Text under study ::
Imperial Commissioner of the Qing
- In office 31 December 1838 – 3 October 1840
- Preceded by: Position established
- Succeeded by: Qishan

Viceroy of Liangguang
- In office 21 January 1840 – 3 October 1840
- Preceded by: Deng Tingzhen
- Succeeded by: Qishan

Viceroy of Shaan-Gan
- In office 1845 (acting)
- Preceded by: Buyantai
- Succeeded by: Yang Yizeng (acting)

Viceroy of Yun-Gui
- In office 30 April 1847 – 10 September 1849
- Preceded by: Li Xingyuan (Li Hsing-yüan)
- Succeeded by: Cheng Yuzai (Ch'eng Yü-tsai)

Viceroy of Huguang
- In office February 1837 – December 1838
- Preceded by: Nergingge
- Succeeded by: Zhou Tianjue

Personal details
- Born: 30 August 1785 Houguan County, Fujian, Qing Empire
- Died: 22 November 1850 (aged 65) Puning County, Guangdong, Qing Empire
- Relations: Shen Baozhen (son-in-law)
- Education: Jinshi 進士 degree
- Occupation: Philosopher, politician

Military service
- Battles/wars: First Opium War Battle of Chuenpi;

= Lin Zexu =

Chinese scholar-official (1785–1850)

Assigned task 1 ::
According to the text on Lin Zexu, where was he born?
Assigned task 2 ::
Please carry on the text on Lin Zexu from its final line.
None of the lines have any connection to the text on Lin Zexu.

Material provided ::
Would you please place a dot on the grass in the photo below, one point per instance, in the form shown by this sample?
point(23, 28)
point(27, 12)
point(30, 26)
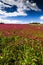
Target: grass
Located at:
point(16, 50)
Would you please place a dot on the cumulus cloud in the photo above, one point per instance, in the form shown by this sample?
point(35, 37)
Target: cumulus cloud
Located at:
point(22, 5)
point(41, 17)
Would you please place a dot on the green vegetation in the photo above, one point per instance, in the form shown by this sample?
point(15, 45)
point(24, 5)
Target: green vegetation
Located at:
point(16, 50)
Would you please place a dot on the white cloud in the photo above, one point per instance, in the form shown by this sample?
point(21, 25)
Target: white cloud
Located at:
point(22, 5)
point(41, 17)
point(12, 21)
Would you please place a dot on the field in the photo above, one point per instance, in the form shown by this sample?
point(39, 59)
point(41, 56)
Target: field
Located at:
point(21, 44)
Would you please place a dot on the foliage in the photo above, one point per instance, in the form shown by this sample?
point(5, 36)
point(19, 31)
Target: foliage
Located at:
point(16, 50)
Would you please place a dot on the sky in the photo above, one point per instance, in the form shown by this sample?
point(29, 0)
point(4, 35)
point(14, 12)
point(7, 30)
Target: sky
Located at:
point(21, 11)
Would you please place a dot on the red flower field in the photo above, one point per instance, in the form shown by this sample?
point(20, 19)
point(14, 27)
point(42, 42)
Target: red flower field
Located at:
point(21, 44)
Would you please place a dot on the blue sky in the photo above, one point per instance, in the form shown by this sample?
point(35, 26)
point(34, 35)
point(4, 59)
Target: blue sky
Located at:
point(21, 11)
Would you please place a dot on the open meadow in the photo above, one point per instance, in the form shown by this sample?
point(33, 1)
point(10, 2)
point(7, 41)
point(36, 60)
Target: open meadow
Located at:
point(21, 44)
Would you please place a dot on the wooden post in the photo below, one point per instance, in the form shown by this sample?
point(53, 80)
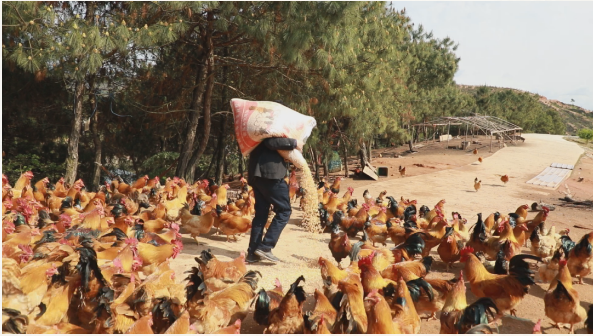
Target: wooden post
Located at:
point(466, 127)
point(448, 134)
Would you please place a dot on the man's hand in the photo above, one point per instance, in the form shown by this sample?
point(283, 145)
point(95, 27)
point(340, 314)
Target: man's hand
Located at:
point(281, 143)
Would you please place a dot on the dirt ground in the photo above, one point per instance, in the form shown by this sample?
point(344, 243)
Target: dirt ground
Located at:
point(451, 179)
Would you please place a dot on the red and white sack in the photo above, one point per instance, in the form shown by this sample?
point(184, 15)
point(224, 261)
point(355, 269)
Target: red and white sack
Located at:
point(259, 120)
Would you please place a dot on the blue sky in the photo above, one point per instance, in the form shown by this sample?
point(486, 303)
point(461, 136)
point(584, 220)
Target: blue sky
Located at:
point(541, 47)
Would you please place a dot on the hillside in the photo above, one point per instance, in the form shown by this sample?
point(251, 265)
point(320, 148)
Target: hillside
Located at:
point(573, 117)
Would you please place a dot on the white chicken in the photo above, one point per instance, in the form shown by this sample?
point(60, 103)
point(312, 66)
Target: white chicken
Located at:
point(543, 246)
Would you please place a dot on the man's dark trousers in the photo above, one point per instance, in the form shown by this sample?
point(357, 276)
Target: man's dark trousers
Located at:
point(269, 192)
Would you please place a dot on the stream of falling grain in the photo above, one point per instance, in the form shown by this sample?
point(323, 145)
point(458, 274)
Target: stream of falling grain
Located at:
point(311, 218)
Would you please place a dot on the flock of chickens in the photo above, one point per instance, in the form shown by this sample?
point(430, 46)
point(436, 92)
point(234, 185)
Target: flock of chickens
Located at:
point(386, 290)
point(75, 261)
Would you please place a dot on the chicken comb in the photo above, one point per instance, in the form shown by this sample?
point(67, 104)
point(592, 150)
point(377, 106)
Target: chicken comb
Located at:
point(366, 260)
point(466, 250)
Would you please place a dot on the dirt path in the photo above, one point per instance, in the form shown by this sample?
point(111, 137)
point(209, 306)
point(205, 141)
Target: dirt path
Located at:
point(300, 250)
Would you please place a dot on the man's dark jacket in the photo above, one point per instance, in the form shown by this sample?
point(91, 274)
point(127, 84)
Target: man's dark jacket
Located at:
point(266, 162)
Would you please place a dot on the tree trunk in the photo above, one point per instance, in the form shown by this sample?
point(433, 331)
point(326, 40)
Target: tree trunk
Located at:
point(240, 165)
point(221, 145)
point(346, 171)
point(194, 117)
point(98, 147)
point(72, 159)
point(362, 153)
point(370, 151)
point(207, 101)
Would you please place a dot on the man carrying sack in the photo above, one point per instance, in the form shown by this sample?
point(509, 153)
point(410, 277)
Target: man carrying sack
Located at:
point(267, 169)
point(271, 133)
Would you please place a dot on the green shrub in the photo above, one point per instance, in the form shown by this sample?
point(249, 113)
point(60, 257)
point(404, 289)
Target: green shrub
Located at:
point(586, 134)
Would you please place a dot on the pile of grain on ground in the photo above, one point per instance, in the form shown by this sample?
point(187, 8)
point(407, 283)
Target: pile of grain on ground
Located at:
point(310, 219)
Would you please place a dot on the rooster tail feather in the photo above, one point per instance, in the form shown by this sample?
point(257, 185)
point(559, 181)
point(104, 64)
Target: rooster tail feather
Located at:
point(42, 310)
point(262, 308)
point(476, 313)
point(427, 262)
point(519, 268)
point(415, 286)
point(567, 245)
point(251, 278)
point(355, 251)
point(561, 291)
point(584, 245)
point(481, 329)
point(196, 283)
point(534, 235)
point(337, 300)
point(119, 234)
point(298, 291)
point(307, 322)
point(206, 256)
point(16, 323)
point(389, 290)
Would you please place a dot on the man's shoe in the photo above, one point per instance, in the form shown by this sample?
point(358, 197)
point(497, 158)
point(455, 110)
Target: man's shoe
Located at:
point(252, 258)
point(267, 255)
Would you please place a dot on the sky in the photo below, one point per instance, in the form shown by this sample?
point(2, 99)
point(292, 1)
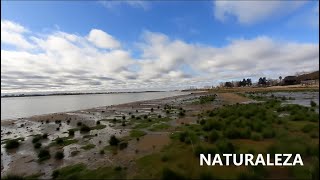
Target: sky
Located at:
point(153, 45)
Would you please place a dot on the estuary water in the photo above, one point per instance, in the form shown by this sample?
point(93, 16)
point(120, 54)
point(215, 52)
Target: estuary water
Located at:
point(19, 107)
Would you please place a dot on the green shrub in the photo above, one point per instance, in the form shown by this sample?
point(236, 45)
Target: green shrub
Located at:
point(59, 141)
point(268, 133)
point(11, 144)
point(101, 151)
point(308, 127)
point(71, 132)
point(213, 136)
point(37, 145)
point(225, 147)
point(170, 174)
point(59, 155)
point(256, 137)
point(113, 141)
point(85, 128)
point(45, 136)
point(313, 104)
point(12, 177)
point(207, 175)
point(44, 154)
point(123, 145)
point(36, 138)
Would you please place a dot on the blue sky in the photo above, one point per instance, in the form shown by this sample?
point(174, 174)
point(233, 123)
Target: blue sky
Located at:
point(211, 30)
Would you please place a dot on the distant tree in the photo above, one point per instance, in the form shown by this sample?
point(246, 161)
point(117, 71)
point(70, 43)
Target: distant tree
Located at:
point(280, 78)
point(249, 82)
point(228, 84)
point(262, 81)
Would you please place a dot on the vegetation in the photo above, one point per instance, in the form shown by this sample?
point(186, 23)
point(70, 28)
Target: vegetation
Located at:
point(12, 144)
point(136, 133)
point(37, 145)
point(44, 154)
point(80, 171)
point(85, 129)
point(113, 141)
point(88, 146)
point(59, 155)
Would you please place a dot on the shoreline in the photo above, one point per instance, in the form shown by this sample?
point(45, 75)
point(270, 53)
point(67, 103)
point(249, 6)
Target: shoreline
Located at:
point(10, 121)
point(78, 93)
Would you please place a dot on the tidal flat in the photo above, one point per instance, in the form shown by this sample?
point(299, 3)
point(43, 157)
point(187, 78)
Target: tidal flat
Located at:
point(163, 138)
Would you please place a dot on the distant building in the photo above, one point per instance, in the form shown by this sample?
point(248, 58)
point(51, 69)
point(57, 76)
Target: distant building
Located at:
point(310, 82)
point(290, 80)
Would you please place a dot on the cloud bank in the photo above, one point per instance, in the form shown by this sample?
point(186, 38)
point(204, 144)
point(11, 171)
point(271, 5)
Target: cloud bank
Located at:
point(98, 61)
point(250, 12)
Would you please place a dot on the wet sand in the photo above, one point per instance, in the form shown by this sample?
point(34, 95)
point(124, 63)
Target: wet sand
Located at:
point(23, 160)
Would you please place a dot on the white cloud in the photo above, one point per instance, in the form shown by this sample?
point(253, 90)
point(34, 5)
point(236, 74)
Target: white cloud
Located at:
point(249, 12)
point(63, 61)
point(136, 3)
point(102, 39)
point(12, 33)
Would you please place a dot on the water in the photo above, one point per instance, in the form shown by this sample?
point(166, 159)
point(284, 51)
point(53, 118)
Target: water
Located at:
point(18, 107)
point(300, 98)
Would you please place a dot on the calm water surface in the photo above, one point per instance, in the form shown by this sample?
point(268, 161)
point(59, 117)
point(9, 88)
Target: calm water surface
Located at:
point(18, 107)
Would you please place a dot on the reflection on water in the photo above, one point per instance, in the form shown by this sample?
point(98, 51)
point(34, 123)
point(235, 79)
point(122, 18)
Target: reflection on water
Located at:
point(18, 107)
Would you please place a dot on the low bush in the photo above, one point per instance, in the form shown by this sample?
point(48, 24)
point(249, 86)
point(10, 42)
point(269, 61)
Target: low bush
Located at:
point(11, 144)
point(44, 154)
point(113, 141)
point(37, 145)
point(170, 174)
point(84, 128)
point(59, 155)
point(123, 145)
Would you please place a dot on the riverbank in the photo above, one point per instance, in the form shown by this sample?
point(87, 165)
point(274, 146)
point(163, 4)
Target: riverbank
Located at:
point(161, 132)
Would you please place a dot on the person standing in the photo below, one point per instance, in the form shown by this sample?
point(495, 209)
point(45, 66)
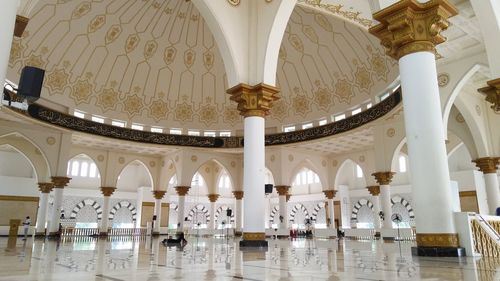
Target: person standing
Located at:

Final answer 1 ::
Houguan County, Fujian, in the Qing Empire.

Final answer 2 ::
Lin Zexu, Grand Guardian of the Heir Apparent (Mandarin Chinese: 林則徐; 30 August 1785 – 22 November 1850), courtesy name Yuanfu, was a Chinese political philosopher and politician. He was a head of state (Viceroy), Governor General, scholar-official, and under the Daoguang Emperor of the Qing dynasty best known for his role in the First Opium War of 1839–42. He was from Fuzhou, Fujian Province. Lin's forceful opposition to the opium trade was a primary catalyst for the First Opium War. He is praised for his constant position on the "moral high ground" in his fight, but he is also blamed for a rigid approach which failed to account for the domestic and international complexities of the problem. The Emperor endorsed the hardline policies and anti-drugs movement advocated by Lin, but placed all responsibility for the resulting disastrous Opium War onto Lin. However, Lin's efforts against the opium trade was appreciated by drug prohibition activists. He is revered as a culture hero in Chinese culture and symbolizes drug abuse resistance in China.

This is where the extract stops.